### Problem statement
Print verbatim the lines of the entries from the one containing "Identify the small" to the last, inclusive, and no others.

### Task data
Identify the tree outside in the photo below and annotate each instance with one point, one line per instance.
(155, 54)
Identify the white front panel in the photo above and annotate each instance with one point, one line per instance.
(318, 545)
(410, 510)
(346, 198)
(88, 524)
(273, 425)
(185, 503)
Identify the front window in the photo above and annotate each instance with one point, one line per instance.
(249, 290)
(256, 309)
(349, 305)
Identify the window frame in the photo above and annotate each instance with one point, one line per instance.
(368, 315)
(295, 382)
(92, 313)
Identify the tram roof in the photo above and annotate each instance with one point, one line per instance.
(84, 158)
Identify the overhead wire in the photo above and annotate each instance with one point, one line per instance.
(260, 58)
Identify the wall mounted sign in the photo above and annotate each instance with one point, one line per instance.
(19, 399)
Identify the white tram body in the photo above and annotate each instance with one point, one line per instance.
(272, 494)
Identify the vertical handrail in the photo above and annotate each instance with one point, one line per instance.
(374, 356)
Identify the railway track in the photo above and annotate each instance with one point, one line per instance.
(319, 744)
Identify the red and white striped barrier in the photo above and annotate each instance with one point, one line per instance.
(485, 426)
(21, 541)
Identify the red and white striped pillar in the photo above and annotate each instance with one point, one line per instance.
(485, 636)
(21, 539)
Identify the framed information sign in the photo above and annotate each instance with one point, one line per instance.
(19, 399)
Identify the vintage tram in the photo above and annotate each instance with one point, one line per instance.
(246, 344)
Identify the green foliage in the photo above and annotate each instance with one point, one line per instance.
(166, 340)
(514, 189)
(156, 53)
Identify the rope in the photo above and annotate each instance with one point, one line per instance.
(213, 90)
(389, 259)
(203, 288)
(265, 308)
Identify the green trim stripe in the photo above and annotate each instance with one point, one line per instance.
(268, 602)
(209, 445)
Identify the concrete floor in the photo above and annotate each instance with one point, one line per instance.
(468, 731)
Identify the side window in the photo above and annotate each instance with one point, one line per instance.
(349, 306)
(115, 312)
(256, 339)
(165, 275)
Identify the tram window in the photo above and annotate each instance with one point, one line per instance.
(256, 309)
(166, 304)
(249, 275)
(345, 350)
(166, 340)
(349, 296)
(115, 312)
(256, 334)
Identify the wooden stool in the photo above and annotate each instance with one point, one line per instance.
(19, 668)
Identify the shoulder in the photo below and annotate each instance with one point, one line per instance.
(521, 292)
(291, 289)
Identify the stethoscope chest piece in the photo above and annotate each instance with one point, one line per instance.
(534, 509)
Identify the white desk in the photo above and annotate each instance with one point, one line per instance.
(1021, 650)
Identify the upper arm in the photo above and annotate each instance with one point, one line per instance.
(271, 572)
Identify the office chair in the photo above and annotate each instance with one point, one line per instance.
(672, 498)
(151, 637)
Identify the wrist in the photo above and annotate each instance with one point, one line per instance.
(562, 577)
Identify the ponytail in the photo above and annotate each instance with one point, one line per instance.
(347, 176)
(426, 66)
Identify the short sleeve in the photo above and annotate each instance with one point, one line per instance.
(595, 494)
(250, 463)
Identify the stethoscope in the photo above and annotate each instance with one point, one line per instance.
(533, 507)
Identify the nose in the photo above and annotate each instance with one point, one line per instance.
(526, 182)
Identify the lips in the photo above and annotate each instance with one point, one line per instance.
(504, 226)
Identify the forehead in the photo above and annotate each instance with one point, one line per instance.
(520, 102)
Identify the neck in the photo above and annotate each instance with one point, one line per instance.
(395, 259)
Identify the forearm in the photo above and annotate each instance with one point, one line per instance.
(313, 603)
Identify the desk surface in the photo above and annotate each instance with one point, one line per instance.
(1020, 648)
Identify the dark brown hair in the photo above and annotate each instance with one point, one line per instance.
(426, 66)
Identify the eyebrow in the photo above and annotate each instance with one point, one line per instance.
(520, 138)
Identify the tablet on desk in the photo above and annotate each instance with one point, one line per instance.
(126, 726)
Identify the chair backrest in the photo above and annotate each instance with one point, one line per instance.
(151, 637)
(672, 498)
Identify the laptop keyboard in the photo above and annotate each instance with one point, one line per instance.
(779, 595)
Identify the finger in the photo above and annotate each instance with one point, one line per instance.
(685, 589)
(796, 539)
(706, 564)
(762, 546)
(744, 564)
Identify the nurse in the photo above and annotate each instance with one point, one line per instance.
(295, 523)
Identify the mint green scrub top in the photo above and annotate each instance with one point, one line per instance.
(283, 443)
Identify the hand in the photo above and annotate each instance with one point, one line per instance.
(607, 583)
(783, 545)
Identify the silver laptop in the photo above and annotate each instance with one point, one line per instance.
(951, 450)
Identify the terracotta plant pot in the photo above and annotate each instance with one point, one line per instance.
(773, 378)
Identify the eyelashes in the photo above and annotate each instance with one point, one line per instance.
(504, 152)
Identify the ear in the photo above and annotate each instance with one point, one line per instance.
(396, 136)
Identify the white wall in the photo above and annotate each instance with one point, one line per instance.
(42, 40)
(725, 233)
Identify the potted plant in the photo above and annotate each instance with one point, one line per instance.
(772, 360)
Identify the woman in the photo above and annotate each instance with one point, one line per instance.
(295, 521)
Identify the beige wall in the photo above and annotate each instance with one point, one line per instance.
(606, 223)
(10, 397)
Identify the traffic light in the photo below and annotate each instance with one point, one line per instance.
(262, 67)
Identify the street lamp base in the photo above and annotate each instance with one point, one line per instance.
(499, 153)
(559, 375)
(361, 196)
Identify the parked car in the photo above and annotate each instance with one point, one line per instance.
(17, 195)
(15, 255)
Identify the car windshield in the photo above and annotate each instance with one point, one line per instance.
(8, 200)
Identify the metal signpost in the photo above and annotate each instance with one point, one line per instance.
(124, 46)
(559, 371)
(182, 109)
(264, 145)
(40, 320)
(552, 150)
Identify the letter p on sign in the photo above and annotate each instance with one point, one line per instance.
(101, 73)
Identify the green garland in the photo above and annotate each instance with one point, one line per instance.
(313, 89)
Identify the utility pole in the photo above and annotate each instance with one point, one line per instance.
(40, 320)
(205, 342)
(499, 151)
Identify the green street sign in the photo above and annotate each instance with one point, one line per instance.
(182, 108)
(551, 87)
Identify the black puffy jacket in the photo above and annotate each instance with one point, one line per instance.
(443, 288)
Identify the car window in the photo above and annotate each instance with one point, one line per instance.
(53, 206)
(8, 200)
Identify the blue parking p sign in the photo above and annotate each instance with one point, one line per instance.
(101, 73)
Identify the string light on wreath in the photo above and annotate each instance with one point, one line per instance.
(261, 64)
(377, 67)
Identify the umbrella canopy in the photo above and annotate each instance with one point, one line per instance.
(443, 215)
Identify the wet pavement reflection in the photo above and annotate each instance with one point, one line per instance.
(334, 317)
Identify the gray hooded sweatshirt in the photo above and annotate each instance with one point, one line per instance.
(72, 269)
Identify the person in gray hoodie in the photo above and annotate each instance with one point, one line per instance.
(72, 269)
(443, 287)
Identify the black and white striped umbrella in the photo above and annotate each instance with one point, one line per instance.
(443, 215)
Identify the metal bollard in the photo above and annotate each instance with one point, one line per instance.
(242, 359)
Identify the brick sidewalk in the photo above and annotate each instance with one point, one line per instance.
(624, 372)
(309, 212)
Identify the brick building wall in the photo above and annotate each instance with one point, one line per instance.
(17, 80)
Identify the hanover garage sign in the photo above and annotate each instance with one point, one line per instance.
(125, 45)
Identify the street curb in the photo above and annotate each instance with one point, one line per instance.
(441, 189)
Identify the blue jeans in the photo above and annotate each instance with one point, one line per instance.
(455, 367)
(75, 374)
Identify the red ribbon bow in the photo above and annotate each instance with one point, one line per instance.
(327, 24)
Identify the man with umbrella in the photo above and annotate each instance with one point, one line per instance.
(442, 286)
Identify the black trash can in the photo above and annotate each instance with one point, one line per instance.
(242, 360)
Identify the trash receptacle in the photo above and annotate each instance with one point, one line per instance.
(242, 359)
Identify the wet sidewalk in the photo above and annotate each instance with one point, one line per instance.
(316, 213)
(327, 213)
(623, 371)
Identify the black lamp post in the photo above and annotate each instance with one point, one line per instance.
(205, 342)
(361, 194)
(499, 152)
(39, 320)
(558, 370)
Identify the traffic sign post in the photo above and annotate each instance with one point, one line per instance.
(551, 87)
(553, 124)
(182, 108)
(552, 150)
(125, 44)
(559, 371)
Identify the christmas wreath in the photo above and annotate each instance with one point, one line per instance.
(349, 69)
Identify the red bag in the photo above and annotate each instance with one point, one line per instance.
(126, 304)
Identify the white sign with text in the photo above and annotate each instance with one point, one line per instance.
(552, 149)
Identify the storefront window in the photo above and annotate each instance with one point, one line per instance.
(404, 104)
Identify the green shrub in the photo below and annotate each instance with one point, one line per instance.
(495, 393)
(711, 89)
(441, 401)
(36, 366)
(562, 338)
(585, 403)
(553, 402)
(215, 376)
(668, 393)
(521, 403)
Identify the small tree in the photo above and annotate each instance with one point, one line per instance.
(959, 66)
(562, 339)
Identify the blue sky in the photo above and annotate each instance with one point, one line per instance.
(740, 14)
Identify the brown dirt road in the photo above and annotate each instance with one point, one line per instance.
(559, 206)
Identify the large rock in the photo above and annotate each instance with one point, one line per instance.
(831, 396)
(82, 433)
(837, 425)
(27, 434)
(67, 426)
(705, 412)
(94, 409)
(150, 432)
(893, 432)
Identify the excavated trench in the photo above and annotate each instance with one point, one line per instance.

### Complete output
Identify the small tree in the photo above and annotate each instance with one point, one line per instance.
(959, 66)
(562, 339)
Identify the blue sky in the photo above and annotate each instance with one point, one line per instance.
(740, 14)
Identify the brown dirt road in the photo above and annotate each instance with one point, one line per instance.
(559, 206)
Identify the large rock in the photo above and annotate each instance with one point, one line per instance.
(831, 396)
(82, 433)
(837, 425)
(27, 434)
(67, 426)
(705, 412)
(94, 409)
(150, 432)
(893, 432)
Identify the excavated trench in the photo above and annotate each instance with one point, one line per instance.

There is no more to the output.